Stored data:
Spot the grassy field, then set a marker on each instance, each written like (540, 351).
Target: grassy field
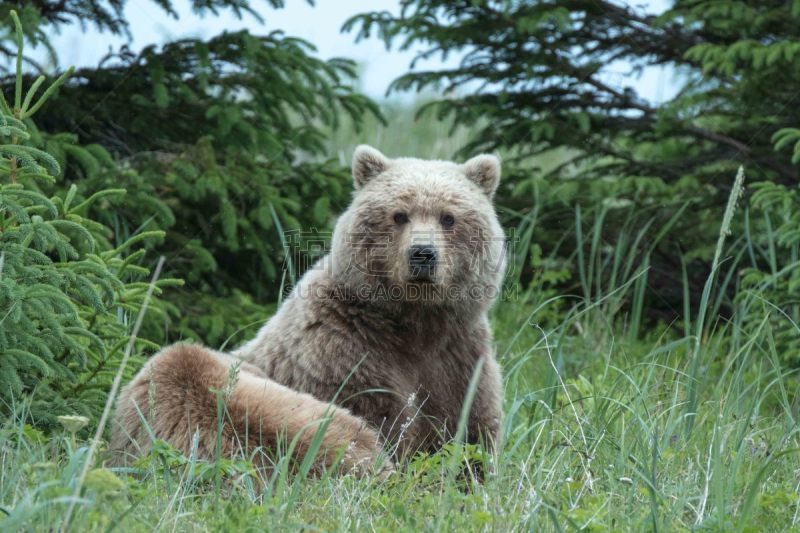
(608, 427)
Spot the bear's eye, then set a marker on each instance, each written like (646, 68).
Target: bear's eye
(400, 218)
(447, 221)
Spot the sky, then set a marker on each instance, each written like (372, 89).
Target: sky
(319, 24)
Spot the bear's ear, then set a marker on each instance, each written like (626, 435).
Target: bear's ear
(484, 171)
(367, 163)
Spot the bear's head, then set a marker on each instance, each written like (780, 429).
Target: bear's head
(421, 231)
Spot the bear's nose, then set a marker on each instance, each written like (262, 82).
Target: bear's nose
(422, 259)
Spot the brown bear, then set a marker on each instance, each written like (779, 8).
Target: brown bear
(379, 340)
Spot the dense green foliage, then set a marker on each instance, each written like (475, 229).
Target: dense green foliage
(220, 143)
(541, 79)
(65, 288)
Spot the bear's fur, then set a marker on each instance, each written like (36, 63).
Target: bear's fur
(389, 326)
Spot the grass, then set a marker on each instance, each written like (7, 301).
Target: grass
(595, 439)
(664, 428)
(611, 423)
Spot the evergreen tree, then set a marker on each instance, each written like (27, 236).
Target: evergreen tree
(219, 142)
(537, 79)
(65, 291)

» **Required work**:
Produce a verbatim copy of every entry, excluding pictures.

» **Your response**:
Spot the grassy field, then set a marker on each instance, each written like (540, 351).
Target: grassy field
(608, 427)
Spot the bear's eye, then set a marker on each instance, each written like (646, 68).
Target: bear's eye
(400, 218)
(447, 221)
Spot the sky, then set a marker on each instance, each written like (372, 89).
Target: sky
(319, 24)
Spot the bear's ear, then set a marker on each instance, each written like (626, 435).
Target: bear's ear
(484, 171)
(367, 163)
Spot the bear's head, then set a marker on each instance, each written like (780, 429).
Target: bear's head
(421, 231)
Spot the bear's nose, then set a marker on each instance, each written like (262, 82).
Target: bear's nose
(422, 259)
Spot the brown bear, then set a marker on each instance, each written like (779, 8).
Target: brown bear
(379, 340)
Spot the dense green foliage, then set a marker on each instance, each written like (475, 229).
Target: dense green foliage
(220, 143)
(541, 79)
(65, 288)
Spot the bear's fur, then set a marker on each instance, each written like (36, 63).
Target: bear's fur
(389, 326)
Spot the grass, then set a marker on each instance, each written like (7, 301).
Target: grass
(595, 439)
(664, 428)
(611, 423)
Spot the evergreen tree, then set a marker on each instance, each written like (27, 236).
Target: evergreen tree
(219, 142)
(537, 79)
(65, 291)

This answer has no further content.